JOB: Write out every line of the material exactly as it appears.

DATASET ROWS:

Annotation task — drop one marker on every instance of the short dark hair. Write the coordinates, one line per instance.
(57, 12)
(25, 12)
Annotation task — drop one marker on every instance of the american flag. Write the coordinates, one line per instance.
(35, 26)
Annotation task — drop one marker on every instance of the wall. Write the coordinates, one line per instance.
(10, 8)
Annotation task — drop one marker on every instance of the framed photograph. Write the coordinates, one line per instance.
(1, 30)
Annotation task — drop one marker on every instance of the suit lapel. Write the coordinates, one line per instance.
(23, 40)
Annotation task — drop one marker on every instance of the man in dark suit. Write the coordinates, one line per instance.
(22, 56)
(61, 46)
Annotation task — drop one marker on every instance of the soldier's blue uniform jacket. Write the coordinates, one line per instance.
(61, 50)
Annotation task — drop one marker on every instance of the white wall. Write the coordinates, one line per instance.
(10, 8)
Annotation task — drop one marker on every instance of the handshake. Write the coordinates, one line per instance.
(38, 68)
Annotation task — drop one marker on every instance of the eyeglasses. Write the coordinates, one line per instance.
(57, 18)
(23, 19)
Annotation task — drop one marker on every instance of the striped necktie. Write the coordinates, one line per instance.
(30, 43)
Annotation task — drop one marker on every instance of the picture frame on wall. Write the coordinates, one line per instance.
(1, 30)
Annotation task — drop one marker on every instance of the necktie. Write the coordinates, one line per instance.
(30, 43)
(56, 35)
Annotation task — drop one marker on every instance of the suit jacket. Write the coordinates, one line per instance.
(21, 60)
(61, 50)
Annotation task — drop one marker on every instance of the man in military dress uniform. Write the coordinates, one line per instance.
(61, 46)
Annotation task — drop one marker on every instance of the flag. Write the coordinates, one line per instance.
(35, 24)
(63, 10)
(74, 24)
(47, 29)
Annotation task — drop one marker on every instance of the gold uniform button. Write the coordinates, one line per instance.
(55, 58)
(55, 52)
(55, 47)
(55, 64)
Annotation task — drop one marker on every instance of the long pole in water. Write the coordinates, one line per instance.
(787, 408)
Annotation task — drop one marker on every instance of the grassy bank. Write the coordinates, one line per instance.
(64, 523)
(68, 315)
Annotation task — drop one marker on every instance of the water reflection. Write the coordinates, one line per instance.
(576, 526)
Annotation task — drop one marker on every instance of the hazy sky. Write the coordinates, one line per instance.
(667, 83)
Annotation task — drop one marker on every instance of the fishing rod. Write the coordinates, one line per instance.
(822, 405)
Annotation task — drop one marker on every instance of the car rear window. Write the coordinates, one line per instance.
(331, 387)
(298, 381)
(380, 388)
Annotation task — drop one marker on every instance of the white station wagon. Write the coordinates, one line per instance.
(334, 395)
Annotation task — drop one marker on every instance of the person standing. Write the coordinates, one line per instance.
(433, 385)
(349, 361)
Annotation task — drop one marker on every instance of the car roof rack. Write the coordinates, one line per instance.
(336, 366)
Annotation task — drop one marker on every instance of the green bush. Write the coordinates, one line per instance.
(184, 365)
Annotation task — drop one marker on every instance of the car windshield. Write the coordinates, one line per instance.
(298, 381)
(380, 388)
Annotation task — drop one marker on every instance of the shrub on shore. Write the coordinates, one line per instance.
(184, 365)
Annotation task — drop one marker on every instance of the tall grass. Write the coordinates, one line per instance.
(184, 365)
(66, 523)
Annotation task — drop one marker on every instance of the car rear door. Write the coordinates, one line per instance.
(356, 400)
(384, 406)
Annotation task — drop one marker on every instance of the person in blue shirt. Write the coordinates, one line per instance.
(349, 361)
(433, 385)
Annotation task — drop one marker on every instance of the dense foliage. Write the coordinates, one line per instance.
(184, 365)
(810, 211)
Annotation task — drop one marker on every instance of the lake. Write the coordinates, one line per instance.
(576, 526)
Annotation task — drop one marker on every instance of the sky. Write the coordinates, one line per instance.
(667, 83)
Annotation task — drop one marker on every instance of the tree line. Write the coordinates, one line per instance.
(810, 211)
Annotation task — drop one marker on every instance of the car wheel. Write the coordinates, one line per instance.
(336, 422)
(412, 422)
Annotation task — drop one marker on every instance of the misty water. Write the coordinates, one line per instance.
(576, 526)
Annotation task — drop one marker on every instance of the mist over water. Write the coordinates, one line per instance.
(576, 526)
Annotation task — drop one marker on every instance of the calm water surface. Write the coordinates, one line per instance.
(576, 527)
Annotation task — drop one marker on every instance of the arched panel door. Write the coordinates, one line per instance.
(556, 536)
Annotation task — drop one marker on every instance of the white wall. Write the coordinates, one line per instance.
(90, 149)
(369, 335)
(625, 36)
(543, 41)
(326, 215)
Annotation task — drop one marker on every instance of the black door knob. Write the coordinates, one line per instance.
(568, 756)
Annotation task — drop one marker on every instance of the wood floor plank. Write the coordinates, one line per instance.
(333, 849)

WRITTEN ANSWER:
Annotation task — drop one marker on every instance of the short dark hair. Write the coordinates, one line per instance.
(57, 12)
(25, 12)
Annotation task — drop one marker on every instance of the american flag. Write the coordinates, one line per instance.
(35, 26)
Annotation task — drop one marker on every instance of the wall. Write the coordinates, one line per instance.
(10, 8)
Annotation task — drop one marker on every instance of the framed photograph. Write the coordinates, one line per instance.
(1, 30)
Annotation task — drop one marker on every instance of the suit lapel. Write the coordinates, one line per instance.
(23, 40)
Annotation task — drop one marker on every instance of the man in dark suit. Write the coordinates, one line per instance.
(22, 56)
(61, 46)
Annotation task — drop one marker on every instance of the soldier's blue uniform jacket. Write the coordinates, one line per instance.
(61, 50)
Annotation task — drop one marker on every instance of the white wall. Write the coordinates, one line per instance.
(10, 8)
Annotation task — drop one marker on every instance of the handshake. Write the coordinates, one line per instance.
(38, 68)
Annotation task — drop one marker on every instance of the eyeglasses. Write the coordinates, one line per instance.
(57, 18)
(23, 19)
Annotation task — drop one marker on every instance of the striped necktie. Write the coordinates, one line per instance.
(30, 43)
Annotation task — drop one marker on every instance of the picture frame on wall. Write the coordinates, one line per instance.
(1, 30)
Annotation task — drop one marker on every instance of the necktie. Write the coordinates, one line per instance.
(30, 43)
(56, 35)
Annotation task — drop one marker on every instance of the suit jacket. Write the coordinates, one line per instance.
(21, 60)
(61, 50)
Annotation task — drop one marker on every instance of the man in military dress uniform. Write the coordinates, one line per instance.
(61, 46)
Annotation task — drop one marker on every instance of the flag. Write the coordinates, one line per instance.
(35, 24)
(63, 10)
(74, 24)
(47, 29)
Annotation task — drop one marker on every instance of the gold uniform button. Write the coordinates, one line per instance.
(55, 58)
(55, 52)
(55, 47)
(55, 64)
Annotation task — drop one marker on every instance of the long pole in water. Write the coordinates, one line per instance.
(787, 408)
Annotation task — drop one marker on every instance of the grassy bank. Write the coordinates, one line per instance.
(64, 523)
(68, 315)
Annotation task — drop one marker on every instance of the water reflection. Write the coordinates, one line per instance.
(576, 526)
Annotation task — drop one marker on every instance of the hazy sky. Write the coordinates, one line per instance.
(667, 83)
Annotation task — drop one marker on every instance of the fishing rod. Write the coordinates, one line per instance.
(822, 405)
Annotation task — drop one marker on every instance of the car rear window. Write the coordinates, one line per instance.
(331, 387)
(298, 381)
(380, 388)
Annotation task — drop one marker on every instance of the white station wagon. Write the coordinates, one line per instance.
(334, 395)
Annotation task — drop one marker on every instance of the person standing. Write the coordinates, one line per instance.
(433, 385)
(349, 361)
Annotation task — drop one marker on every instance of the car roof rack. Write the coordinates, one line per instance.
(336, 366)
Annotation task — drop one marker on every instance of the green bush. Write the coordinates, one line per instance.
(184, 365)
Annotation task — drop one marker on every instance of the car windshield. Write the coordinates, one line per instance.
(298, 381)
(380, 388)
Annotation task — drop one marker on every instance of the shrub on shore. Write the coordinates, one line per instance.
(184, 365)
Annotation task — drop one marker on every instance of the tall grass. Write the coordinates, one line per instance.
(184, 365)
(66, 523)
Annotation task — drop one marker on every instance of the car rear door. Write the coordinates, one line per instance.
(356, 400)
(384, 406)
Annotation task — drop one marker on every instance of the person in blue shirt. Write the coordinates, one line per instance.
(349, 361)
(433, 385)
Annotation task — drop one marker on every instance of the dense foliage. Write the coordinates, one line per instance.
(184, 365)
(810, 211)
Annotation task — drop one marker on every instance of the lake. Write the coordinates, one line per instance.
(576, 526)
Annotation task — drop one marker on every instance of the sky. Write the coordinates, one line per instance.
(667, 83)
Annotation task — drop one marker on every instance of the tree line. Write the coordinates, one line per instance.
(810, 211)
Annotation task — drop one marker on every instance of the car wheel. Write the coordinates, one line per instance.
(336, 422)
(412, 422)
Annotation task — drop one marker on every instance of the misty water. Write the coordinates, one line per instance.
(576, 526)
Annotation task — drop one marker on every instance of the mist over water. Write the coordinates, one line per instance.
(576, 526)
Annotation task — drop one marker on every instance of the calm water surface. Write the coordinates, one line per instance.
(576, 527)
Annotation task — drop one marker on every instance of the arched panel door. Write the coordinates, one line per instance.
(556, 536)
Annotation task — drop one marker on every instance of the white wall. Write the coordinates, one line per instance.
(90, 149)
(369, 335)
(625, 36)
(543, 41)
(326, 215)
Annotation task — drop one marker on every instance of the black door knob. Write the coordinates, one line per instance.
(568, 756)
Annotation task — drop one marker on every instance of the wood floor plank. Write the coordinates, one line per instance.
(333, 849)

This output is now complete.